OBJECTIVE: Reproduce the part of the data below that opens with the line containing "the dark floor" and closes at the end of the data, requests included. Shift every answer coordinate up by 118, and leave the request wording and the sample coordinate lines unchanged.

##############################

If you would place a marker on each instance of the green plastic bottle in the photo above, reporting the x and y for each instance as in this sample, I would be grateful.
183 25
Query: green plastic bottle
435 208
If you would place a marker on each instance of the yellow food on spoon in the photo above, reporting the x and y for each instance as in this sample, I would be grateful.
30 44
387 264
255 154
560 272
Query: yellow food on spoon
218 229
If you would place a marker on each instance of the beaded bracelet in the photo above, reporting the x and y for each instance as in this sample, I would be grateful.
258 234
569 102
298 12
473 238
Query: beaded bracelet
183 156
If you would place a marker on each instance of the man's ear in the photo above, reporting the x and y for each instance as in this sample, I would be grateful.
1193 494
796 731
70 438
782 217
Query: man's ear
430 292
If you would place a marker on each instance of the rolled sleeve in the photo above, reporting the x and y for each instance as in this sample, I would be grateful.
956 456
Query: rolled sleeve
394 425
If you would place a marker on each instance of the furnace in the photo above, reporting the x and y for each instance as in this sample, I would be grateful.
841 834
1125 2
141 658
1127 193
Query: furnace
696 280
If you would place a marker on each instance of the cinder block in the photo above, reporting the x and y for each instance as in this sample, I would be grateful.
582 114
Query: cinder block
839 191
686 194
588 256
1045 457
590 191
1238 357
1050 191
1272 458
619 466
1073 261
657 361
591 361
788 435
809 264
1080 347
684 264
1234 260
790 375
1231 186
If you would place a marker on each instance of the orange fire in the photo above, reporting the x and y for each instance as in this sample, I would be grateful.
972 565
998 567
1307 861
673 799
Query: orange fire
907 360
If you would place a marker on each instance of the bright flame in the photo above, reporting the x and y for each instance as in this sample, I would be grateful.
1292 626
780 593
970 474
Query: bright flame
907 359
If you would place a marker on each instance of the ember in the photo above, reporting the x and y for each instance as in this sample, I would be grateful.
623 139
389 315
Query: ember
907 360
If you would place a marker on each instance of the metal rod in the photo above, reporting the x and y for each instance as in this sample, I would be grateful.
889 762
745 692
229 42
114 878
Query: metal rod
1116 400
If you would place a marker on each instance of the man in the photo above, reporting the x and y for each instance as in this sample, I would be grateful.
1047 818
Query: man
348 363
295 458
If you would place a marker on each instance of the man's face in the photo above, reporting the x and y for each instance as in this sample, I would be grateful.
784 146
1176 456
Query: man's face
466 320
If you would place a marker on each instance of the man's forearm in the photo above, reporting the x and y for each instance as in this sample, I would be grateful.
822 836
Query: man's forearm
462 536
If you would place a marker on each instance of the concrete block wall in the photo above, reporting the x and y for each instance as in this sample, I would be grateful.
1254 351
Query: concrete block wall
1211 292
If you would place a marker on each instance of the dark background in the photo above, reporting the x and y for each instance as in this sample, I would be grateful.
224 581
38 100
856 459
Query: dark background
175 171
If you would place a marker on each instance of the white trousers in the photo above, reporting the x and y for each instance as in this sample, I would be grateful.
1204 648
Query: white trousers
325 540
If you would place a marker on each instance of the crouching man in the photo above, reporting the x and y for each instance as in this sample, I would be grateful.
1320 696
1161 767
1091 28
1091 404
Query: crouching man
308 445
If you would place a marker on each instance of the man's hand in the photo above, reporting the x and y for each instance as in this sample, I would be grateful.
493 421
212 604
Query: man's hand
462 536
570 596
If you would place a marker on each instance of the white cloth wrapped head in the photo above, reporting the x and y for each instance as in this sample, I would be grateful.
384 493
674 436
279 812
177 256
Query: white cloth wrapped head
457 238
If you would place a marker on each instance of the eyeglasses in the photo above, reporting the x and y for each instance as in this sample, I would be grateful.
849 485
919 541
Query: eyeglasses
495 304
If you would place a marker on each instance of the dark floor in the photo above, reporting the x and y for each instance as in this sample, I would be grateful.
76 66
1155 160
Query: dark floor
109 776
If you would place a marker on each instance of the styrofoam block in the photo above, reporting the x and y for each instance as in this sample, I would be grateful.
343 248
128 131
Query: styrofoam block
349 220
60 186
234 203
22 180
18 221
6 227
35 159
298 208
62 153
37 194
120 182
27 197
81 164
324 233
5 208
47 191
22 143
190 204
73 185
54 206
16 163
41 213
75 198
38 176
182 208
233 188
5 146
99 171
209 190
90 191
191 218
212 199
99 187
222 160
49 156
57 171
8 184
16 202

##############################

EXPECTED ANSWER:
If you would place a marker on each instance of the dark floor in the photo above, reporting the x and y for each instance as in this sample, I would be grateful.
76 66
1155 160
Query: dark floor
227 894
If you would place a marker on each instance of the styrofoam block in the photo above, reporting the x and y for each instance as in this sample, I would be grateful.
343 248
128 131
Query: styrofoam block
467 338
178 304
352 321
140 298
136 339
124 345
153 277
416 326
180 271
155 312
238 300
145 315
199 282
442 351
123 326
165 309
140 261
308 322
191 303
172 324
134 281
159 331
193 316
156 294
300 326
351 306
123 264
217 289
327 308
208 309
309 336
330 317
217 305
340 278
167 274
175 289
126 302
134 320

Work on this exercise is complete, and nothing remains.